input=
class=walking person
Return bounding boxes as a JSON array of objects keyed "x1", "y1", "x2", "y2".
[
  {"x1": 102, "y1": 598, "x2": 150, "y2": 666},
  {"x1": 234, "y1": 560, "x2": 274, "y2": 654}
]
####################
## Work required
Lay out each line of the entries above as a Markdown table, with columns headed "No." and "Line", and skip any blank lines.

## Task solution
| No. | Line |
|---|---|
| 1 | input= |
| 2 | class=walking person |
| 3 | Return bounding boxes as a JSON array of objects keyed "x1", "y1", "x2", "y2". |
| 4 | [ |
| 5 |   {"x1": 102, "y1": 598, "x2": 150, "y2": 666}, |
| 6 |   {"x1": 234, "y1": 560, "x2": 274, "y2": 654} |
| 7 | ] |